• [WORK TO COMPLETE]: The number of lines in the records that include "segment" is all you should give.

• [RECORD EXCERPTS]:
************

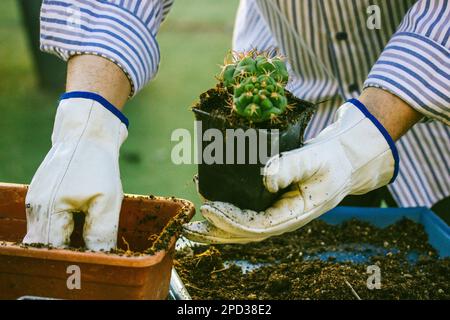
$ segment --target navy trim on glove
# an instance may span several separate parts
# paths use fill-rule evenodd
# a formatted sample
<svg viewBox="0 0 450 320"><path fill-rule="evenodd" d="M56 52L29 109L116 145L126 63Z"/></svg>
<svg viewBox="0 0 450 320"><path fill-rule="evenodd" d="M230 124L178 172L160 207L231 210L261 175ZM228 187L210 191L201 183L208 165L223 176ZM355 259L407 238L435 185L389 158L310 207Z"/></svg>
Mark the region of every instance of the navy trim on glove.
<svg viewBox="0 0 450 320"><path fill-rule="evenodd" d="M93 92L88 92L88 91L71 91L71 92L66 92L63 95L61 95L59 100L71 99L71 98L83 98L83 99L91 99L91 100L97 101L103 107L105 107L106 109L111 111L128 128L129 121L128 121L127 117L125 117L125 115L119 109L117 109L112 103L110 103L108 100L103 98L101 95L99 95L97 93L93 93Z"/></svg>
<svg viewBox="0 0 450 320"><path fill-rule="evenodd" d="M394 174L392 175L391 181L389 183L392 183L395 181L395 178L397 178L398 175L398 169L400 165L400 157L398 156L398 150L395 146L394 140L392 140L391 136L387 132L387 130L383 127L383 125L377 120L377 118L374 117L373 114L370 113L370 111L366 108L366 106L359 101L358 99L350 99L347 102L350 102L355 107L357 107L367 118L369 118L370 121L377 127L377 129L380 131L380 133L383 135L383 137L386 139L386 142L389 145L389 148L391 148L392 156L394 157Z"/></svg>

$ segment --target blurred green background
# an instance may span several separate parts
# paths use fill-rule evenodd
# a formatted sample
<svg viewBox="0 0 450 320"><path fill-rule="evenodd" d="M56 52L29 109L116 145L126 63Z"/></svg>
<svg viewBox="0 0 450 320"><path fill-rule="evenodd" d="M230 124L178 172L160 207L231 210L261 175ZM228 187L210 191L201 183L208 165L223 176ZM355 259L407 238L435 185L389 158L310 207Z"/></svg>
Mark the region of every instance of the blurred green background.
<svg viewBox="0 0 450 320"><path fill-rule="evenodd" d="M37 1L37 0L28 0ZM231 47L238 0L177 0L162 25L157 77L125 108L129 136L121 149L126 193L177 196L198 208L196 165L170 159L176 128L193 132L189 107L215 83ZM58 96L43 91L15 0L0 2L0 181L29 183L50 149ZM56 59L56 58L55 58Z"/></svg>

************

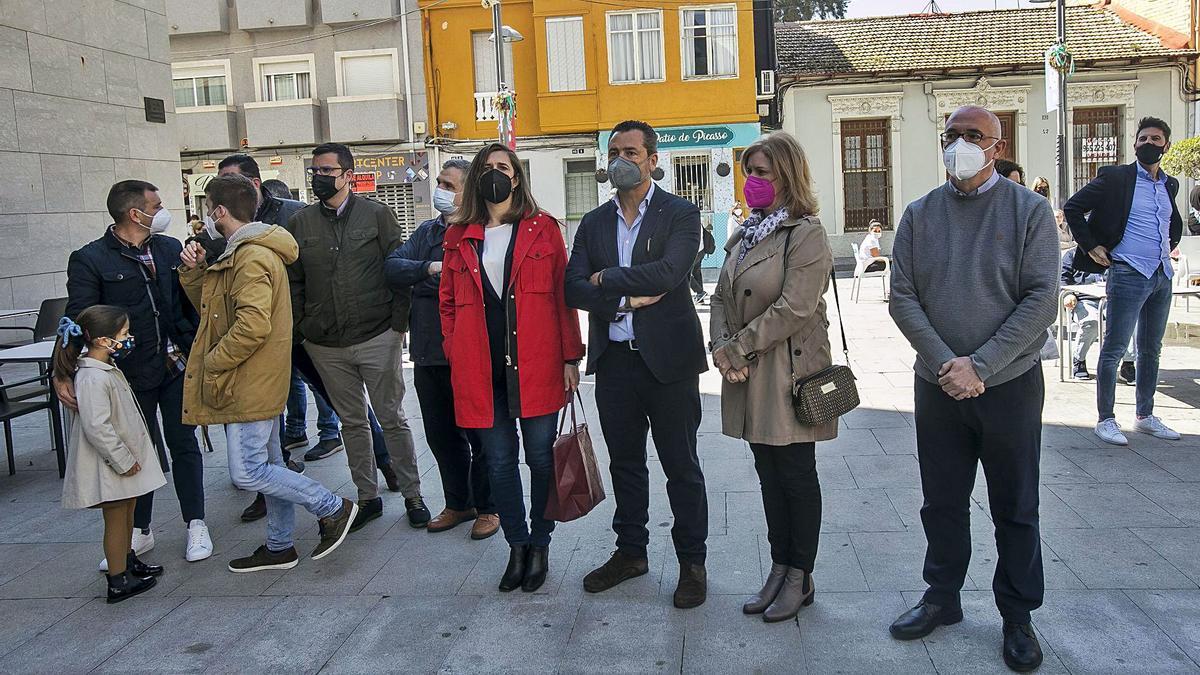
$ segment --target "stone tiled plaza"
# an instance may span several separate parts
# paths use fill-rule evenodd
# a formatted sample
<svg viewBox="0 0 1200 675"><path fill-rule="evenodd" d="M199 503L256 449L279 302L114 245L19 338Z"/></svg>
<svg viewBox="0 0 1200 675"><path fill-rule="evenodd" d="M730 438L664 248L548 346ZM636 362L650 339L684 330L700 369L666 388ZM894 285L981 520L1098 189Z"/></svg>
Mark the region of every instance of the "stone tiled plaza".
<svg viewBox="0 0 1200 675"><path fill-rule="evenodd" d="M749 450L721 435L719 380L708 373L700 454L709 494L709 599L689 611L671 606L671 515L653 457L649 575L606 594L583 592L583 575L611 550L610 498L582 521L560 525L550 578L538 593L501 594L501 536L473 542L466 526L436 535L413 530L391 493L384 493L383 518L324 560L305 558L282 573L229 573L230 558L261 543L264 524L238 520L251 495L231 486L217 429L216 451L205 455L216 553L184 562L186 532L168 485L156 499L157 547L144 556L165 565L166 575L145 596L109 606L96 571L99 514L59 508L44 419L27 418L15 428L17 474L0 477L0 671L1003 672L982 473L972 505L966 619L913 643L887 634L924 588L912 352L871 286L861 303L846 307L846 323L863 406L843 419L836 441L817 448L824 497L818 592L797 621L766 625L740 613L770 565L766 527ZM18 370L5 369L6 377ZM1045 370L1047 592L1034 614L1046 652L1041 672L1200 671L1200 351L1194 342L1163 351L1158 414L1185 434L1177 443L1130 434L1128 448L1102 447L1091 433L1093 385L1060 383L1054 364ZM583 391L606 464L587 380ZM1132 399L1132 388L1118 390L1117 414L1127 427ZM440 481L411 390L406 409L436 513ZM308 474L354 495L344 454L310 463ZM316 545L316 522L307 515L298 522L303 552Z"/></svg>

************

• [ANSWER BOX]: 3